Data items
--*--
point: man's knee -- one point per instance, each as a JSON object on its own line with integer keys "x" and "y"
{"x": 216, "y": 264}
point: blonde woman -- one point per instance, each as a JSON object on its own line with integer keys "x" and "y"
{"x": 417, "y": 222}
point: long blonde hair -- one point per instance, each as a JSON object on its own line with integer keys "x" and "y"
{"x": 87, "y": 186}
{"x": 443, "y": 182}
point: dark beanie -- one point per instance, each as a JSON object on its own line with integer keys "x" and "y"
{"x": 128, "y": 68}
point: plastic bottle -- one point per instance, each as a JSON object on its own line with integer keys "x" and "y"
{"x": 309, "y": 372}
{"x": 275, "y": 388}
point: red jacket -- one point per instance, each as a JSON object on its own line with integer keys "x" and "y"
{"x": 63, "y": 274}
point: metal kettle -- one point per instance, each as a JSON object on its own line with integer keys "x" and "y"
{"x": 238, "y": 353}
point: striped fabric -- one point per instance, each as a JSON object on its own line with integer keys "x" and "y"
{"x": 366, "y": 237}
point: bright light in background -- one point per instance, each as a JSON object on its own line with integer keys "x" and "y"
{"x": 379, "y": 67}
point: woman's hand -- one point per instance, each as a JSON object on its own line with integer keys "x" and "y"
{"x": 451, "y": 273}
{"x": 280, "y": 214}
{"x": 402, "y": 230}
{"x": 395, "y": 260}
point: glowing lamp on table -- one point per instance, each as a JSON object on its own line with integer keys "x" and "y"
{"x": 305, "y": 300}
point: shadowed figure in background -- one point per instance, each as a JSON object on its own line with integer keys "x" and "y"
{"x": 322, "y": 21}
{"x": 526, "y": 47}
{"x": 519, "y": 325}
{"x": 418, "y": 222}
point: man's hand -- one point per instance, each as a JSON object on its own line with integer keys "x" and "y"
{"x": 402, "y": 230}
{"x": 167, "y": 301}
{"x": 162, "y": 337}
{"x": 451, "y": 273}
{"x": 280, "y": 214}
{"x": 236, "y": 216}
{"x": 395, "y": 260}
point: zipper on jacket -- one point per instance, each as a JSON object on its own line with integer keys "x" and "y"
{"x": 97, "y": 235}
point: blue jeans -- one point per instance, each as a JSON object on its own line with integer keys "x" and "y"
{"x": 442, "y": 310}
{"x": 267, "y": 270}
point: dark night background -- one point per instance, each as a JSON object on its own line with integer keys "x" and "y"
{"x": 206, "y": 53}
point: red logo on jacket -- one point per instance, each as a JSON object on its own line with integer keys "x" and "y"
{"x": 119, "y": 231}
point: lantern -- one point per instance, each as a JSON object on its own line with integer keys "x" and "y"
--*--
:: PROMPT ::
Copy the listing above without any changes, starting at the line that contains "point: shadowed figure" and continuing through the final line of the listing.

:: IN RESPONSE ::
point: shadowed figure in background -- one point per instance, each as a JSON object on its own line with integer keys "x" and "y"
{"x": 322, "y": 21}
{"x": 526, "y": 47}
{"x": 519, "y": 325}
{"x": 418, "y": 222}
point: man's hand -- one point per instance, each as a JSON object on its own line with integer keys "x" and "y"
{"x": 402, "y": 230}
{"x": 167, "y": 301}
{"x": 162, "y": 337}
{"x": 451, "y": 273}
{"x": 280, "y": 214}
{"x": 236, "y": 216}
{"x": 395, "y": 260}
point: zipper on jacket -- one point per instance, each as a JSON object on its own line with integer keys "x" and "y"
{"x": 97, "y": 235}
point: blue jeans -- one point per instance, each as a JSON object on its own line with integer keys "x" and "y"
{"x": 442, "y": 310}
{"x": 267, "y": 270}
point: dark night background -- one point per instance, each as a JSON object on its own line with integer keys "x" and "y"
{"x": 206, "y": 53}
point: red logo on jacket -- one point per instance, each as a JSON object on its own line with integer keys "x" and "y"
{"x": 119, "y": 231}
point: lantern -- one point per instance, each as a JSON object on its own line with integer keys "x" and "y"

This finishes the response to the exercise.